• Task goal: Give the data again exactly as written, without any of its pictures.

• Input material:
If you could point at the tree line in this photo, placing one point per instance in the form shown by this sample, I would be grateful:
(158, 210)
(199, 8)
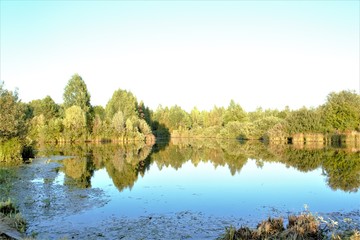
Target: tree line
(125, 119)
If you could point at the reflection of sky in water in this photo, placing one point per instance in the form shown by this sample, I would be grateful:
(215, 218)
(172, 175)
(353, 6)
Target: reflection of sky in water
(215, 191)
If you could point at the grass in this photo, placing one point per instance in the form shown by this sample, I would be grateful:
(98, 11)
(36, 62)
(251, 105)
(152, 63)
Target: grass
(10, 211)
(300, 227)
(7, 177)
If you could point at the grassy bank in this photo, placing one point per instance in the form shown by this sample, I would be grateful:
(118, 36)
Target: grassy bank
(299, 227)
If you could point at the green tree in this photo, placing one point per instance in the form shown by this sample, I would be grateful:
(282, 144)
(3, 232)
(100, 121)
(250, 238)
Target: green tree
(304, 121)
(197, 119)
(45, 106)
(76, 94)
(12, 115)
(123, 101)
(234, 113)
(75, 124)
(118, 124)
(12, 126)
(342, 111)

• Solution to the problem:
If you could point at the tree line in this photo, placing one point per instance in the form shown by this sample, I would be grateful:
(158, 210)
(199, 8)
Target: tree line
(125, 119)
If you could point at the reflection of sky in water in this photo, placing one point per instance in the form shown by this sample, I would be grateful:
(215, 218)
(172, 175)
(353, 6)
Target: reflection of sky in water
(215, 191)
If you could point at the grass in this photo, placing one point per instance in the form shown by this sample, I would be grateful:
(98, 11)
(36, 62)
(251, 105)
(152, 63)
Target: grass
(10, 211)
(300, 227)
(7, 177)
If you could point at the grassy bank in this photo, placing one point per instance in the form shown by this sample, I would be grateful:
(118, 36)
Target: grassy bank
(299, 227)
If you could point at the green tree in this photo, placing one point per instance in the form shown by this sample, I would be grateful:
(282, 144)
(3, 232)
(100, 121)
(250, 238)
Target: green tree
(304, 121)
(197, 119)
(45, 106)
(76, 94)
(12, 115)
(123, 101)
(234, 113)
(75, 124)
(118, 124)
(12, 126)
(342, 111)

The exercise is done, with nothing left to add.